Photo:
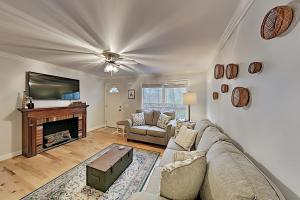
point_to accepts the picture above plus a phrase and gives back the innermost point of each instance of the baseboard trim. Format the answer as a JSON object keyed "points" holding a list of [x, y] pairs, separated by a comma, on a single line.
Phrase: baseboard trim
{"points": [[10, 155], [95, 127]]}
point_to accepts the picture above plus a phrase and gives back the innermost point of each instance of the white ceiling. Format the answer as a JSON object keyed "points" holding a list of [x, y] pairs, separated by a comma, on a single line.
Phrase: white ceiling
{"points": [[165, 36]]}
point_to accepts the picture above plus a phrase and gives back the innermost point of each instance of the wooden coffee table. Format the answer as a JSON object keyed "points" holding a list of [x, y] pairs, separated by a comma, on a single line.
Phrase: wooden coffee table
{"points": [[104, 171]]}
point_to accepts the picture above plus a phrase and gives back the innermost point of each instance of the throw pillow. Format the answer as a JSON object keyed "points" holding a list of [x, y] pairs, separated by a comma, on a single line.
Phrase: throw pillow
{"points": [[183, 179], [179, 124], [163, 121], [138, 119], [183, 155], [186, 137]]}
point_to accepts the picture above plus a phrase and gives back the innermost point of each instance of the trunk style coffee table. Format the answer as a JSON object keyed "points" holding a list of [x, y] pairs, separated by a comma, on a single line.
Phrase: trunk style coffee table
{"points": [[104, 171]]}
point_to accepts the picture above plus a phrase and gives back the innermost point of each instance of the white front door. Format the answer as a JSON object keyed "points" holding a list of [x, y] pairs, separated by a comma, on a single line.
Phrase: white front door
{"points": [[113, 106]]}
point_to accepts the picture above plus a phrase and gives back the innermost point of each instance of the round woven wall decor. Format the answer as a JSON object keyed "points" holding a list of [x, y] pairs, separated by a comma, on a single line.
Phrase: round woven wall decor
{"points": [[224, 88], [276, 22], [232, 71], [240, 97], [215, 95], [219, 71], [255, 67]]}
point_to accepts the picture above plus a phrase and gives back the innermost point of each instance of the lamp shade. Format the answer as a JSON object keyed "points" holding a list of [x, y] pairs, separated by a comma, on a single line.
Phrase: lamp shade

## HOW TO COMPLETE THIS TASK
Report all lines of the material that contain the word "lamp".

## YOUR RESPONSE
point_to accepts the picture above plus a phrase and gives back the innermost point of each instance of the lamp shade. Format the answer as a JSON object keyed "points" holding a list of [x, y] pairs, separated by a comma, on a single line.
Phrase: lamp shade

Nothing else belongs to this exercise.